What you should do> Continue the news report on Baltimore's 911 dispatch failure after Dontae Melton Jr.'s death, starting right after its last sentence.

Excerpted text>
┏━━
Baltimore Council probes dispatch failure after custody death, system overhaul planned
A medic call vanished during a Southwest Baltimore custody crisis, leaving Dontae Melton Jr. waiting nearly 45 minutes as city leaders now plan a CAD overhaul.

A medic call vanished during a Southwest Baltimore custody crisis, and the failure is now forcing Baltimore to confront whether its 911 backbone can be trusted in a life-or-death moment. The dispatch breakdown, tied to the death of 31-year-old Dontae Melton Jr., has pushed City Hall toward a costly overhaul of the Computer-Aided Dispatch system that links police, fire and EMS.
At a Baltimore City Council hearing on April 30, officials said the current CAD system handles about 2.1 million calls a year but is outdated and unreliable. The city has secured nearly $12 million in state and federal funding to replace it, yet there is no timeline for issuing requests for proposals, leaving the full replacement years away.
The system failure came into sharp focus during a June 24, 2025 police encounter near West Franklin Street and North Franklintown Road, when Melton experienced a mental health crisis. Officers restrained him and repeatedly asked for a medic, but dispatchers could not complete the request because the CAD system was down. Body-camera footage and dispatch audio later showed officers waiting nearly 45 minutes for an ambulance that never came, and fire officials never received the call.
┗━━
Excerpted data>
┏━━
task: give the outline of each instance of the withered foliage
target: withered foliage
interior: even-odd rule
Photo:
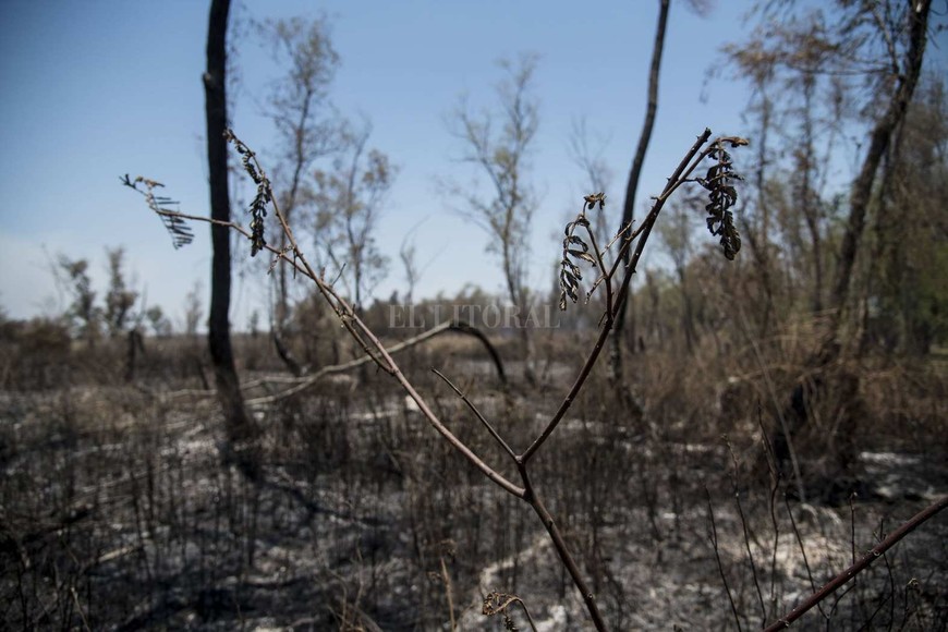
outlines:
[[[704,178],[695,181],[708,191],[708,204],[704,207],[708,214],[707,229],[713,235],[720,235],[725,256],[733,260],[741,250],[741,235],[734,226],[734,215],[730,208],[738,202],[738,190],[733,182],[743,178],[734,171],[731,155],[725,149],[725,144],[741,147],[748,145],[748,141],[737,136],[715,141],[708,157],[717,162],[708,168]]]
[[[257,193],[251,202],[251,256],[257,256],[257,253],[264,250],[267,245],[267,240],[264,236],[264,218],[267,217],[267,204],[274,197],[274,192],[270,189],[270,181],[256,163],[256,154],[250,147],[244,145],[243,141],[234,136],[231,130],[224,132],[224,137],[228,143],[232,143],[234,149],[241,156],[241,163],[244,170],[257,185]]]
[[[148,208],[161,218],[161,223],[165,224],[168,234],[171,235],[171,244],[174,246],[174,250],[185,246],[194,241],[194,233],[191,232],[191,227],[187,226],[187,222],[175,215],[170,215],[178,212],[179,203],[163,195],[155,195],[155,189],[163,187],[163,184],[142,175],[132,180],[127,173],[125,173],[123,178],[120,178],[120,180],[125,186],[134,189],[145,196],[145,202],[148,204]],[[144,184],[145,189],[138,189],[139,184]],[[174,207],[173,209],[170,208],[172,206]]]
┗━━
┏━━
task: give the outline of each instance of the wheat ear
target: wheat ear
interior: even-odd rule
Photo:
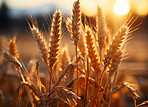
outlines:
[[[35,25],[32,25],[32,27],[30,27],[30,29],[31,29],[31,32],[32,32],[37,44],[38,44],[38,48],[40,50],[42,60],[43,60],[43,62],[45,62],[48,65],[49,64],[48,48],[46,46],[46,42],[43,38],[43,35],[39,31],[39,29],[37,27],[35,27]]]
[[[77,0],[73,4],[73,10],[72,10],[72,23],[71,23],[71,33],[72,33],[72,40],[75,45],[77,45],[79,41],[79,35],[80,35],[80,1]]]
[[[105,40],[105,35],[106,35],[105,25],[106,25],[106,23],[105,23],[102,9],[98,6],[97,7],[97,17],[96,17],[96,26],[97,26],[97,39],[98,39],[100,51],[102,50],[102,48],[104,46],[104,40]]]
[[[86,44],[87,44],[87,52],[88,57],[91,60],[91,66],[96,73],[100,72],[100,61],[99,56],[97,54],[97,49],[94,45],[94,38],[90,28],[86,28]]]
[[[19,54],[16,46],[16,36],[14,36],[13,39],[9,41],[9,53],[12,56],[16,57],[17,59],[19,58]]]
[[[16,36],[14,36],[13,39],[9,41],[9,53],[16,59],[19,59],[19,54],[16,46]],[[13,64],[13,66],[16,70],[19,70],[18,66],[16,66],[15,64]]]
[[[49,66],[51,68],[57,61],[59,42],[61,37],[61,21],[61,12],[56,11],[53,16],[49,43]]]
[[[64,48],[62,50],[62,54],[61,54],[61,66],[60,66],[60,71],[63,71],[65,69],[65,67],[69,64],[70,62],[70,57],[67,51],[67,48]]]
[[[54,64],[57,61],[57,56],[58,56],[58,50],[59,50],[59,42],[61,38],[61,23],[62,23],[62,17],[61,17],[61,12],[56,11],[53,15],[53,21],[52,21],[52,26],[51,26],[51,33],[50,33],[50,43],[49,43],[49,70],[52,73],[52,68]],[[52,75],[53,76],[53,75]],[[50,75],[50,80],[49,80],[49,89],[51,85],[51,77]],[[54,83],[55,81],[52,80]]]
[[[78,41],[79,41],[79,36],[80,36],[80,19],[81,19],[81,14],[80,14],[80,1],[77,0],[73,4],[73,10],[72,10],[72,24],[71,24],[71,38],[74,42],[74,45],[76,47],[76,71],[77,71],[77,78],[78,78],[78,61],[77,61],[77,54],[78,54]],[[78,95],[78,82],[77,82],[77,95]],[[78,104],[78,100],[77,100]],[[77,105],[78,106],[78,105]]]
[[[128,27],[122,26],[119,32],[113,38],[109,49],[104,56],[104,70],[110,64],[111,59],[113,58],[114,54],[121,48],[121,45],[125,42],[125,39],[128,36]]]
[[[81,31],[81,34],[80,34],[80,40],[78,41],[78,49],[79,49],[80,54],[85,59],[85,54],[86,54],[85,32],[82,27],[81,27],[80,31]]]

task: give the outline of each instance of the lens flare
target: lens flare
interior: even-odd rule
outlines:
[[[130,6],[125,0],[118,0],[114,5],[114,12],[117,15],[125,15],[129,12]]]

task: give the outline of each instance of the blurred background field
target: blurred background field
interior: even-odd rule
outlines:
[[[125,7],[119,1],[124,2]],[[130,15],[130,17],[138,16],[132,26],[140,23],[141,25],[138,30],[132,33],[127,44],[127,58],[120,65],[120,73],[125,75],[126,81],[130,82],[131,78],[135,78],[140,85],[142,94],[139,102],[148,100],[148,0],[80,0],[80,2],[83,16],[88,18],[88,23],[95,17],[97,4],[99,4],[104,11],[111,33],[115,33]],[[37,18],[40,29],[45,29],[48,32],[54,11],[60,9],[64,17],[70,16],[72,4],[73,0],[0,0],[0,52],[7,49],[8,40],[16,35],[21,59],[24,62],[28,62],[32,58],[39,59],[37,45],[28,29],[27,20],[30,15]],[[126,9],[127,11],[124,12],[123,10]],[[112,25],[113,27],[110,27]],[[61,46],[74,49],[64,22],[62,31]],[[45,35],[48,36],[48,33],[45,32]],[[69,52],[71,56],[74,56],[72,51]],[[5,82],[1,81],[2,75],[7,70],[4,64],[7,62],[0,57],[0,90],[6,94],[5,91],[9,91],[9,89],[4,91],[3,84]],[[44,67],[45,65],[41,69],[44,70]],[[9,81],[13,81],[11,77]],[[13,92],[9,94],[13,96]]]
┗━━
The answer>
Police ultimately drove Melton to Grace Medical Center, less than five minutes away, where he died a few hours later, around 3 a.m. on June 25, 2025. The Office of the Chief Medical Examiner ruled his death a homicide, deepening scrutiny of how a dispatch outage can ripple through the city’s emergency response network. Melton’s mother, Eleshiea Goode, told council members she was disappointed it took a death to force change and said she hoped no other family would have to endure the same pain.
Baltimore Police Commissioner Richard Worley said the CAD system had been going up and down that evening. When it fails completely, he said, officers revert to a manual card system, where calls are written down and carried to a dispatcher. That workaround now sounds less like a backup and more like a warning about how fragile the city’s emergency communications have become.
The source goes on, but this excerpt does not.